• **Records provided**
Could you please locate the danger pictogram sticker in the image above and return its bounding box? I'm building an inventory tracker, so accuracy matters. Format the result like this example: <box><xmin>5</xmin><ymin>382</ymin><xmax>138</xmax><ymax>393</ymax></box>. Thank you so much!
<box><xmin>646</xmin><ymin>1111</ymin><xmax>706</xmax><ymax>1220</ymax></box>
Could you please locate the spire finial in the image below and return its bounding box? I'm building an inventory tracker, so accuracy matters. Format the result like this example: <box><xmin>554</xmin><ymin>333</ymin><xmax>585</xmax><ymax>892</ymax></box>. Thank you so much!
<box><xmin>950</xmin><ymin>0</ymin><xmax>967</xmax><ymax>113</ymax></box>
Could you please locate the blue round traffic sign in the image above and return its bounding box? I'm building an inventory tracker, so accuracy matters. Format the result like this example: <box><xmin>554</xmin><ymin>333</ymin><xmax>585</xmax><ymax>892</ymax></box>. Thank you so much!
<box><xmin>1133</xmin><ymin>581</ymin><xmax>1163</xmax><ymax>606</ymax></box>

• **Task directions**
Rewrite all the entries above as a two-column CSV with the headers "request" and "answer". Give one row per entry, and put each field in double quotes with any line breaks changed to spaces.

• **Answer below**
request,answer
"Could you please locate the danger pictogram sticker in the image above and return its bounding box? I'm building an inventory tracker, so accuracy matters. Format the result like this example: <box><xmin>5</xmin><ymin>382</ymin><xmax>138</xmax><ymax>393</ymax></box>. Thank you so much!","<box><xmin>646</xmin><ymin>1111</ymin><xmax>706</xmax><ymax>1220</ymax></box>"
"Could you please locate the spire finial in the image below and return its bounding box? I'm building an inventory tracker, so accuracy matters. Format the result like this example: <box><xmin>554</xmin><ymin>333</ymin><xmax>585</xmax><ymax>892</ymax></box>. Thank you so much!","<box><xmin>950</xmin><ymin>0</ymin><xmax>967</xmax><ymax>113</ymax></box>"
"Could you please locate the blue round traffic sign in the image above and return its bounding box? I'm building an inventory tracker, so accuracy matters. Format the result like this example: <box><xmin>554</xmin><ymin>333</ymin><xmax>585</xmax><ymax>892</ymax></box>. Thank you so much!","<box><xmin>1133</xmin><ymin>581</ymin><xmax>1163</xmax><ymax>606</ymax></box>"